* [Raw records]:
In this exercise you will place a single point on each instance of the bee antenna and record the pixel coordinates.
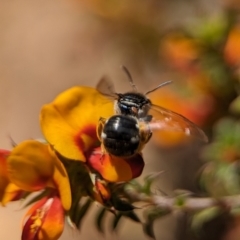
(134, 87)
(159, 86)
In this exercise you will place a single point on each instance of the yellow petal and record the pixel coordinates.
(69, 122)
(12, 192)
(30, 165)
(3, 171)
(61, 181)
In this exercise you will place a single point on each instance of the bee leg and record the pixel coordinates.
(102, 189)
(147, 118)
(146, 135)
(101, 123)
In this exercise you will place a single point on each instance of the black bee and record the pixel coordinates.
(125, 133)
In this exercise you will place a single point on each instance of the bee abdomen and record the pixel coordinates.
(121, 136)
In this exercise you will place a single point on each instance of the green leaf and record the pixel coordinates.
(148, 229)
(220, 179)
(204, 216)
(235, 106)
(155, 212)
(100, 218)
(122, 205)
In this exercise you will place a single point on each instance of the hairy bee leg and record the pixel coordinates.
(146, 134)
(101, 123)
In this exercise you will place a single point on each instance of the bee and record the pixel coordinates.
(136, 117)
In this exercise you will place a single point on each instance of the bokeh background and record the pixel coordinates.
(49, 46)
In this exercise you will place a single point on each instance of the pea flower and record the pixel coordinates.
(34, 166)
(69, 124)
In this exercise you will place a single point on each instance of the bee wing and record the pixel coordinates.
(106, 87)
(167, 120)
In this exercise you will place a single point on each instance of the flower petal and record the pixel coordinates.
(115, 169)
(45, 220)
(11, 193)
(69, 122)
(30, 166)
(61, 180)
(3, 171)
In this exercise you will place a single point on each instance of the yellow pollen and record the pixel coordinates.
(37, 218)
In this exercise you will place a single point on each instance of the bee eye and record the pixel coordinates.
(134, 110)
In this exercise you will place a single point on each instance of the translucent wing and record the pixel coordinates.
(106, 87)
(167, 120)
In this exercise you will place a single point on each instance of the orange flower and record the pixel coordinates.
(196, 108)
(69, 124)
(33, 166)
(232, 48)
(44, 220)
(181, 52)
(8, 191)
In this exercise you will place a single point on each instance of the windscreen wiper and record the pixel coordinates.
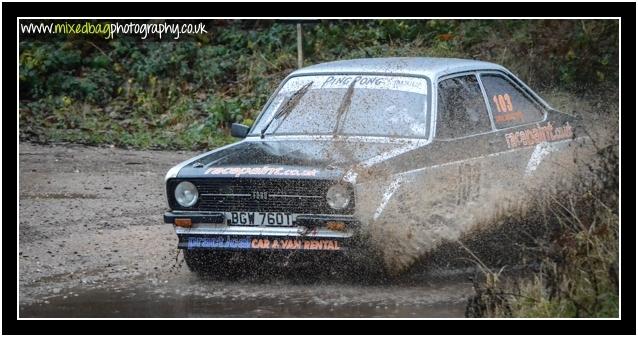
(343, 107)
(287, 107)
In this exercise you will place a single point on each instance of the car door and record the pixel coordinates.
(447, 174)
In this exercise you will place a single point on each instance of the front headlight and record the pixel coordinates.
(186, 194)
(338, 197)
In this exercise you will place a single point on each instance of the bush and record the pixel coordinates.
(127, 86)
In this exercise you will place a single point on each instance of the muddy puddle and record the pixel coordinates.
(188, 295)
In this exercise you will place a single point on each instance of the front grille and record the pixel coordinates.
(284, 195)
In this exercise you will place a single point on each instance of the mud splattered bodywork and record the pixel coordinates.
(397, 153)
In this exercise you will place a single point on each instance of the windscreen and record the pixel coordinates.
(351, 105)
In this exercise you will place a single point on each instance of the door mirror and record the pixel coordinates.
(239, 130)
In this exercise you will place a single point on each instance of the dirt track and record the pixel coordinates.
(92, 243)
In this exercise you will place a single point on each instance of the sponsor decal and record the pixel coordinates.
(400, 83)
(260, 171)
(295, 244)
(254, 243)
(219, 242)
(538, 135)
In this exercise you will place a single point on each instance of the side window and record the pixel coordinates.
(461, 108)
(510, 106)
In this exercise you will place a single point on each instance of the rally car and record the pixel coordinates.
(343, 144)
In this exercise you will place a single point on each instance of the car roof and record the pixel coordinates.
(432, 67)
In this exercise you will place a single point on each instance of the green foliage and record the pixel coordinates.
(166, 94)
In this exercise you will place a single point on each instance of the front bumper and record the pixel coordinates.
(209, 231)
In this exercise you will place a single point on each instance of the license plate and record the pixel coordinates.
(259, 219)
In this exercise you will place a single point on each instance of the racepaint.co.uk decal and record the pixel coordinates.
(260, 171)
(538, 135)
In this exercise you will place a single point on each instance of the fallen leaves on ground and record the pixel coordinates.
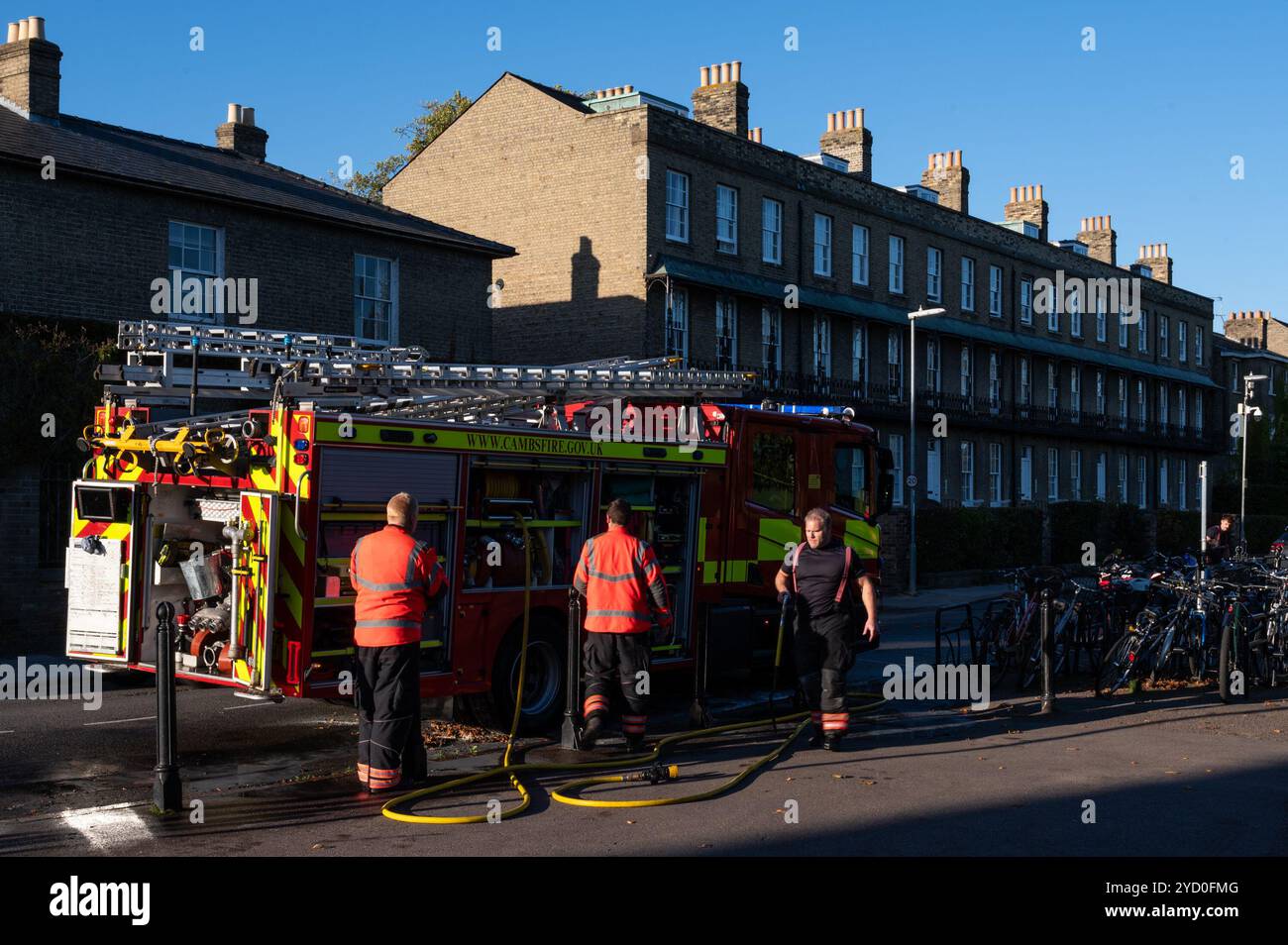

* [TASK GOAL]: Give all the entries again exactly, dropping each picture.

* [SOLUTION FOR THIS PROBLEM]:
In this exercise you will place a single point on each instance of the bee antenna and record the pixel coordinates.
(134, 87)
(159, 86)
In this exercise you will place a single point on each instance of the yellow petal and record the pixel coordinates.
(69, 122)
(12, 192)
(30, 165)
(3, 171)
(61, 181)
In this exercise you will place a single point on each instance of the bee leg and record the pixel coordinates.
(102, 189)
(147, 118)
(146, 135)
(101, 123)
In this exercise you will place a single point on each instance of the black bee and record the pixel coordinates.
(125, 133)
In this exercise you will place a single point on each instance of the bee abdomen and record the pixel coordinates.
(121, 136)
In this exercise you will place a single point on each instance of the green leaf and record the pixel coordinates.
(148, 229)
(220, 179)
(204, 216)
(235, 106)
(155, 212)
(100, 218)
(122, 205)
In this exercise you will place a single point on each instance of the hairy bee leg and record the pixel coordinates.
(146, 134)
(101, 123)
In this exercise you will place a single point on each instance of the bee and record the pixel coordinates.
(136, 117)
In this exercise you will place a single point on each instance of the bokeh background and record the pixel coordinates.
(49, 46)
In this exercise you will place a single point on each instance of the pea flower and record the pixel coordinates.
(34, 166)
(69, 124)
In this exercise you will place a single point on each instance of the bee wing and record the pixel coordinates.
(106, 87)
(167, 120)
In this exercise you will place a single point on each instance of the flower petal and record the pixel coordinates.
(115, 169)
(45, 220)
(11, 193)
(69, 122)
(30, 166)
(61, 180)
(3, 171)
In this exercise you will place a single point on each instance of the yellow pollen and record the pixel coordinates.
(37, 218)
In this exercise you will place a single point on each instance of the bee eye and record the pixel coordinates.
(134, 110)
In this exercise you will place a single point on each instance of the translucent wing and record the pixel coordinates.
(106, 87)
(167, 120)
In this exercise you will place a single point on each instance of the orange flower and record the pixel coordinates.
(196, 108)
(69, 124)
(33, 166)
(232, 48)
(44, 220)
(181, 52)
(8, 191)
In this exercise you will place a single point on each instance of the windscreen wiper and record the pixel coordinates.
(343, 107)
(287, 107)
In this exercise you will place a single point on each instance of the car door and record the pixel coordinates.
(447, 174)
In this exercise you will place a single point on each instance of the front headlight and record the pixel coordinates.
(186, 194)
(338, 197)
In this exercise you will place a single point on each instance of the bush and record the pixel coordinates.
(127, 86)
In this exercise you will place a single point on each instance of the muddy puddle and record the pixel coordinates.
(188, 295)
In this exercise you will place a single point on each instance of the front grille and record the pixel coordinates.
(284, 195)
In this exercise you will place a single point on each instance of the mud splattered bodywork and record the pixel coordinates.
(397, 153)
In this exercise you will place a single point on each instance of the windscreen and record the pixel coordinates.
(351, 105)
In this exercise you will place a single point on each instance of the door mirror and record the pixel coordinates.
(239, 130)
In this exercise you will place a single point on each instance of the dirt track and record the pixel coordinates.
(92, 243)
In this exercise you will place a single point on each instance of the sponsor decal and record the pixel coordinates.
(400, 83)
(260, 171)
(295, 244)
(254, 243)
(219, 242)
(538, 135)
In this exercise you will place a single point on each instance of the side window and record the pixel coordinates.
(461, 108)
(510, 106)
In this exercise you will place a single point on each instance of the rally car and record the pixel coordinates.
(343, 144)
In this exercise you will place a single point on each instance of the car roof and record the pixel coordinates.
(432, 67)
In this exercise you will place a single point on each instance of the green foliage and record the pixel coordinates.
(166, 94)
In this exercise you will place a single point on each instance of the front bumper and record the pixel coordinates.
(209, 231)
In this exercise you will place a single point on each instance of the license plate and record the pixel coordinates.
(259, 219)
In this exercise you will place a single point on each instance of the racepaint.co.uk decal and record the pixel coordinates.
(260, 171)
(538, 135)
In this exercise you will place a single point on each instance of the fallen leaves on ground and record the pixel coordinates.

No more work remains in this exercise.